Put each line of the records below into a JSON list of strings, one string per line, omitting blank lines and leaving out the pictures.

[Contour labeling items]
────────

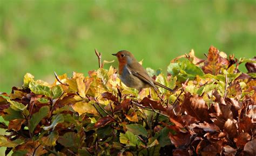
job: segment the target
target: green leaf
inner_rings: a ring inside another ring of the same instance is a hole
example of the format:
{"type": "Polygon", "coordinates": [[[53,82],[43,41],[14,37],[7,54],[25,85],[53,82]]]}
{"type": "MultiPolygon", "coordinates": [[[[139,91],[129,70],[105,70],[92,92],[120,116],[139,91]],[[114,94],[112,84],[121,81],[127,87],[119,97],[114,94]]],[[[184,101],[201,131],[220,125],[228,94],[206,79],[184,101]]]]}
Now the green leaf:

────────

CORRECT ANSWER –
[
  "job: segment the target",
  "target: green leaf",
  "inner_rings: a ring inside another ring of the same instance is a hole",
  "example of the format:",
  "{\"type\": \"Polygon\", \"coordinates\": [[[53,82],[43,41],[14,37],[7,54],[25,85],[53,82]]]}",
  "{\"type\": \"MultiPolygon\", \"coordinates\": [[[[139,91],[129,70],[105,70],[92,92],[120,116],[139,91]],[[114,94],[112,84],[121,81],[127,87],[119,97],[114,94]]],[[[184,101],[201,131],[220,125],[228,94],[206,79],[184,101]]]]}",
  "Now the green leaf:"
]